━━ Working data

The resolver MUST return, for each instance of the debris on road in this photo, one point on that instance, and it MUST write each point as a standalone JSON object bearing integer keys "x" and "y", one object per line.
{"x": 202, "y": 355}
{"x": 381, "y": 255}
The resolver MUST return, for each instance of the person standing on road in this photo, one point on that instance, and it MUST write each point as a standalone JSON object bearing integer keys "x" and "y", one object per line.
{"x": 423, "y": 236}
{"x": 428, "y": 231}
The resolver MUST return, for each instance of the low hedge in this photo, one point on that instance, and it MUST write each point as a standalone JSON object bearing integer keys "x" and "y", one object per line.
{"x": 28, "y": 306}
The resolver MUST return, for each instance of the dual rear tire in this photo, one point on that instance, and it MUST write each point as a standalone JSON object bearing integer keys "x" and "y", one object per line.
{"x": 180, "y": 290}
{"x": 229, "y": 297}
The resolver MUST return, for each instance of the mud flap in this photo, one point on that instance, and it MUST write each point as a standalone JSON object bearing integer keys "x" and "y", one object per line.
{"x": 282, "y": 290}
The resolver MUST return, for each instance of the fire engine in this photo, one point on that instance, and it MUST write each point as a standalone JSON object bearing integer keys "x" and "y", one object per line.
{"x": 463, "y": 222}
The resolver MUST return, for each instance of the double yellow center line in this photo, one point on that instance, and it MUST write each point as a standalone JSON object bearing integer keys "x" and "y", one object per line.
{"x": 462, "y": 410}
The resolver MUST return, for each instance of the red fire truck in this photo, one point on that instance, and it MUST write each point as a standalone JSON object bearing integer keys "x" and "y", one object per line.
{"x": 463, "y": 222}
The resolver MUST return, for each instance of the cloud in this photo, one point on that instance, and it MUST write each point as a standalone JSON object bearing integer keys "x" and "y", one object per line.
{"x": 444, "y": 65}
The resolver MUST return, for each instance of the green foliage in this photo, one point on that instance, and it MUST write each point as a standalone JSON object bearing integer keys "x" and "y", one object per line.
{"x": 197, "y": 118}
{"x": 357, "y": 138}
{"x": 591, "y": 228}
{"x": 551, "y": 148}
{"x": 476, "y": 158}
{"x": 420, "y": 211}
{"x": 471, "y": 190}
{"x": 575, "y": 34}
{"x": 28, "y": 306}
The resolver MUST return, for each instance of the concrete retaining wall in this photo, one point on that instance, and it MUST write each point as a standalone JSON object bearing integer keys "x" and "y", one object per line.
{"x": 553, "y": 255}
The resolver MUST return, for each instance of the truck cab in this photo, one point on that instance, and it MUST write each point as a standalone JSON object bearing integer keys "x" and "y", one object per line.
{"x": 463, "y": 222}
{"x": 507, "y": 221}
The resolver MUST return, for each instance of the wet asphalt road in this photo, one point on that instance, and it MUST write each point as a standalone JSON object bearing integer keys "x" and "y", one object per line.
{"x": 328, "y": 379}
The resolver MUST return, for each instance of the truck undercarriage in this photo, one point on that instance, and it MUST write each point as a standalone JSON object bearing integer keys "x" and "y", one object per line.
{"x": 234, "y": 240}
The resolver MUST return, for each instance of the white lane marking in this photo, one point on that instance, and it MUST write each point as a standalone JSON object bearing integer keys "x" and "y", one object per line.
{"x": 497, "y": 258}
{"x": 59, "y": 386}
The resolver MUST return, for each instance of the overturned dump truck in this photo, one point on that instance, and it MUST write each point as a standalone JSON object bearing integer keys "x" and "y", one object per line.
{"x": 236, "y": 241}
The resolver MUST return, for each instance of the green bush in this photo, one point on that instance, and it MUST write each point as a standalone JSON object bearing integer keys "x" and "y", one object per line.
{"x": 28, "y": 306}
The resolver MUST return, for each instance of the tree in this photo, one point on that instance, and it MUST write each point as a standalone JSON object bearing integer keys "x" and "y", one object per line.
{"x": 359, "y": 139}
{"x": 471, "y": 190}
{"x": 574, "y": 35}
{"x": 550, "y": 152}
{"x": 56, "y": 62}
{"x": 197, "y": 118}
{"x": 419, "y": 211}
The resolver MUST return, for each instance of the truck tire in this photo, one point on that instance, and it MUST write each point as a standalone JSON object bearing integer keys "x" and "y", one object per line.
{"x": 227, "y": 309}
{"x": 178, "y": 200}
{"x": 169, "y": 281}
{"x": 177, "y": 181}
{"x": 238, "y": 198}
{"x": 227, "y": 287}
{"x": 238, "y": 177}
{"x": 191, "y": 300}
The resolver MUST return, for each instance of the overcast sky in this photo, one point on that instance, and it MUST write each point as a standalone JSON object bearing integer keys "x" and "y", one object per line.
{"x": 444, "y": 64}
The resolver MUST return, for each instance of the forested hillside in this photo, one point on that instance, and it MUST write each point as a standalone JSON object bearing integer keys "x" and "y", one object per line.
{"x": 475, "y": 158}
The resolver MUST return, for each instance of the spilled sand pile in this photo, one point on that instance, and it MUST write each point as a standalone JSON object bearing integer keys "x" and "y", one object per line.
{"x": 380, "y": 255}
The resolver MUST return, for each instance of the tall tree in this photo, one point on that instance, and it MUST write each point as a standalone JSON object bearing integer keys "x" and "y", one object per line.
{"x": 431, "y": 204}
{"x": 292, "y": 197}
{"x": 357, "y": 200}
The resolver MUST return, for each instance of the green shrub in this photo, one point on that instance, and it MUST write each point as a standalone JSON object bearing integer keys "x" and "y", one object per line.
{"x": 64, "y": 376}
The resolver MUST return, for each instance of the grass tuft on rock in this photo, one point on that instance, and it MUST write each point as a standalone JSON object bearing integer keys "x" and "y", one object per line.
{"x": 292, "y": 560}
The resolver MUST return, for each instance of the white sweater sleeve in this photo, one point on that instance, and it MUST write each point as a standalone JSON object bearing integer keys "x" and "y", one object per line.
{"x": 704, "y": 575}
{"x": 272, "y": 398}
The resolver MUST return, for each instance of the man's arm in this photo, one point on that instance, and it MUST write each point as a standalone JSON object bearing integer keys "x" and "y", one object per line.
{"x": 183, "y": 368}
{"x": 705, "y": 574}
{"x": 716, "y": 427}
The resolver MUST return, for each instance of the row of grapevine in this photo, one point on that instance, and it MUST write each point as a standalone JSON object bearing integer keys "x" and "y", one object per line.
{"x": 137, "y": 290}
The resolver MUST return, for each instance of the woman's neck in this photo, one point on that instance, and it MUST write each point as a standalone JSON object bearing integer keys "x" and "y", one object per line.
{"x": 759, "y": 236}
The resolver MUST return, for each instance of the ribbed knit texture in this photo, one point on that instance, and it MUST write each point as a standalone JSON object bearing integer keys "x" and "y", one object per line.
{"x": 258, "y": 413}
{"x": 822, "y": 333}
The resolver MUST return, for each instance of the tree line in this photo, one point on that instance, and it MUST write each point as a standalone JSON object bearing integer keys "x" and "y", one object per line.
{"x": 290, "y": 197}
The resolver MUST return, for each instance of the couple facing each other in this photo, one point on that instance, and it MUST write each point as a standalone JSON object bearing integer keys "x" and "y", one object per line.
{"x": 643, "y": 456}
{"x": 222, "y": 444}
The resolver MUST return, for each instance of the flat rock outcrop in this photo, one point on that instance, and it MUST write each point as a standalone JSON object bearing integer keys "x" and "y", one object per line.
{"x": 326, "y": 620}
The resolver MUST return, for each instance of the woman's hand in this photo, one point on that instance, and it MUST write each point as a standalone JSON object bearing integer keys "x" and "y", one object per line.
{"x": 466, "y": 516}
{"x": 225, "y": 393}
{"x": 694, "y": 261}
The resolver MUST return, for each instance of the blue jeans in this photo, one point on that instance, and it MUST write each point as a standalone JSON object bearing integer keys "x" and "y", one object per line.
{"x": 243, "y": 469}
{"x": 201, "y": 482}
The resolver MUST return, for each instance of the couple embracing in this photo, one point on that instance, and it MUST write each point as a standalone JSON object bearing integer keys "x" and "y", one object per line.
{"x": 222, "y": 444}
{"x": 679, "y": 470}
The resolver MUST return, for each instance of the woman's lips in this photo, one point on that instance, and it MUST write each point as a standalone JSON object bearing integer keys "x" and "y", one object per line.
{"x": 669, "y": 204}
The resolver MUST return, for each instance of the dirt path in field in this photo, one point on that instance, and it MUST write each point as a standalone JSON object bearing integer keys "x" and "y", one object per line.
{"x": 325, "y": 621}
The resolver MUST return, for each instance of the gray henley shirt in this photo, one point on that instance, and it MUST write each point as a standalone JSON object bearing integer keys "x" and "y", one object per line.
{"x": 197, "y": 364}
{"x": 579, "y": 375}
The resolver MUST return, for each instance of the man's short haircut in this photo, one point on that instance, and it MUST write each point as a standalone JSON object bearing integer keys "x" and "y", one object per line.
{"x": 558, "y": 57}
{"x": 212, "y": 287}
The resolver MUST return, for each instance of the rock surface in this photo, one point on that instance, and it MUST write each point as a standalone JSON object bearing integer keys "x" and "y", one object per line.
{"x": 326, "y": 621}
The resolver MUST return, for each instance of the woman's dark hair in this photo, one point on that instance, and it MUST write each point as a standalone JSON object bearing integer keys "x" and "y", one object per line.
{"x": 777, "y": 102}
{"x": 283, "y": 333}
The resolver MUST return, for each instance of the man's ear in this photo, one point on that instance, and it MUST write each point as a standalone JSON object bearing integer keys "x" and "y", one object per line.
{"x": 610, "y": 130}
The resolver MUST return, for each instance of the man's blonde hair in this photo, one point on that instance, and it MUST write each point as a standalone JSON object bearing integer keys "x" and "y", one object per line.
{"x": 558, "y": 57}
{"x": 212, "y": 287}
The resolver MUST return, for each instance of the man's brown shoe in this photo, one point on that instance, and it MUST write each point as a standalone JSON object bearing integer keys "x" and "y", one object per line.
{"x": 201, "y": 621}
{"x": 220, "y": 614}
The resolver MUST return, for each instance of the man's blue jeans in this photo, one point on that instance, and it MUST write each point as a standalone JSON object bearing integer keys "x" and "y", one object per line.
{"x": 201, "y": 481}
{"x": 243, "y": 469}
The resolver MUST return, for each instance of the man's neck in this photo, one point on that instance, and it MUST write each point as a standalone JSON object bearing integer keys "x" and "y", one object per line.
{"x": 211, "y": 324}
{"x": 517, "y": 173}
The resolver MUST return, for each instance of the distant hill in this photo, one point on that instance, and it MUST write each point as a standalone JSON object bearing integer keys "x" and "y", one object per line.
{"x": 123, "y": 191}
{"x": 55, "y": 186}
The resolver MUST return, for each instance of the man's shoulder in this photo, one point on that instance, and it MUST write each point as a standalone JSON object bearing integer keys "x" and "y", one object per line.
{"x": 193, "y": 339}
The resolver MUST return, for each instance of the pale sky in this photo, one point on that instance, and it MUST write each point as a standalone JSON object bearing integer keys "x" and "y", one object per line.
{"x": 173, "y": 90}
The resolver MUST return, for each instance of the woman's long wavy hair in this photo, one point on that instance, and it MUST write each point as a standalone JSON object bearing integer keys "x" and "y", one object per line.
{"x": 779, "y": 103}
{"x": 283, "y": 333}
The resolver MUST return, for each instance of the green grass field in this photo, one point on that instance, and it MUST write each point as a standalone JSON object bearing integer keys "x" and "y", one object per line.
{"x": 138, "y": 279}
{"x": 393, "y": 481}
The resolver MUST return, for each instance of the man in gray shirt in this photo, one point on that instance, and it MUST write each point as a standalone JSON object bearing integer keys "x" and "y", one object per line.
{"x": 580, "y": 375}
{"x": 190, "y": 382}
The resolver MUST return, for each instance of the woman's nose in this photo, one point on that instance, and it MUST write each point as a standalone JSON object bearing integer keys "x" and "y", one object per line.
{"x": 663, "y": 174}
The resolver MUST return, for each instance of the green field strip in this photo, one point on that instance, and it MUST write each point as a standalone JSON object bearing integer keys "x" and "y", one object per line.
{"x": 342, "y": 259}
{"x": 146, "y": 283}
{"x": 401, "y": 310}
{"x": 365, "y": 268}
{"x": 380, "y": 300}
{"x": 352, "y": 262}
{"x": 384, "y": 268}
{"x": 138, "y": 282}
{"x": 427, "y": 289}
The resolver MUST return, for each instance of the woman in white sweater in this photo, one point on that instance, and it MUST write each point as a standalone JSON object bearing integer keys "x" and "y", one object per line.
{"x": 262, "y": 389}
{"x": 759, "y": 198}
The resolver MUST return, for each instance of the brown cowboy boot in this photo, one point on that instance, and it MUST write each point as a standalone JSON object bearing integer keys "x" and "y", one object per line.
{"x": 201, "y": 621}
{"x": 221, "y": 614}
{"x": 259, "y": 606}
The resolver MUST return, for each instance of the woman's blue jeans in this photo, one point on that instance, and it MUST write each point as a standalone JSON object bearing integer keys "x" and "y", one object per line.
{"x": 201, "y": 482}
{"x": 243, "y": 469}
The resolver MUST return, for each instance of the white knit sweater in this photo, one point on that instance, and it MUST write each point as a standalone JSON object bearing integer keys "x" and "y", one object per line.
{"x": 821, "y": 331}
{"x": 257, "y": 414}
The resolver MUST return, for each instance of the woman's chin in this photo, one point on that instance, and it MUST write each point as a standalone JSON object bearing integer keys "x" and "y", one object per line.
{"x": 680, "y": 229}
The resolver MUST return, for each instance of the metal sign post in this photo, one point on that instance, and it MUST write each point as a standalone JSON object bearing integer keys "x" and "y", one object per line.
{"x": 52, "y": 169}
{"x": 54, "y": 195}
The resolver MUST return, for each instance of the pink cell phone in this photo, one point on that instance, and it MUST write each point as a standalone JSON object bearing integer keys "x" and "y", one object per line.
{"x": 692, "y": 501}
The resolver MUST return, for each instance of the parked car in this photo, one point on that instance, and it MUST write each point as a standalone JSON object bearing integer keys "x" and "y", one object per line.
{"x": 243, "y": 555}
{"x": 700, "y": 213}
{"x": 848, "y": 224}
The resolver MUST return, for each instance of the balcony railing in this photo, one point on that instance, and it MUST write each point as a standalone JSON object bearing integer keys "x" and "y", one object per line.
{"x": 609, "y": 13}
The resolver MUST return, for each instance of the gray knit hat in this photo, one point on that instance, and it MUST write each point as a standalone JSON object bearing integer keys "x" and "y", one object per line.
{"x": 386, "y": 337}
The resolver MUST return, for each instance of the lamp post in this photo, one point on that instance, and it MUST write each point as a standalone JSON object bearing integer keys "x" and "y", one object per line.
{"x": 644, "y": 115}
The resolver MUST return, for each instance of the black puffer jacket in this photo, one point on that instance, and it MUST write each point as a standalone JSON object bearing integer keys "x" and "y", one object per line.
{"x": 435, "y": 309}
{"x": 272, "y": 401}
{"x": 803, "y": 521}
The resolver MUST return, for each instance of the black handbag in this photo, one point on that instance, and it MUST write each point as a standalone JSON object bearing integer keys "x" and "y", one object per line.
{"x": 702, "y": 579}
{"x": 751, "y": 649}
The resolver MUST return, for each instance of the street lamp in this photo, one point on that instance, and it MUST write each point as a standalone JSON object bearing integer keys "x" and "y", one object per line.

━━━━

What you will do → Only the lines from the one that contains "The resolver MUST return, for each instance of the black handbag" to the end of the entries above should be given again, exactly and in full.

Finished answer →
The resolver MUST return, for each instance of the black handbag in this photo, one point on that instance, and it MUST write each point as a standalone JSON object bearing integer keys "x" and "y", one object per line.
{"x": 702, "y": 579}
{"x": 751, "y": 649}
The resolver MUST return, for each instance of the street lamp in this photo, one point on that instance, and it MUST write each point as a standalone JSON object bearing integer keys "x" and "y", one object per line.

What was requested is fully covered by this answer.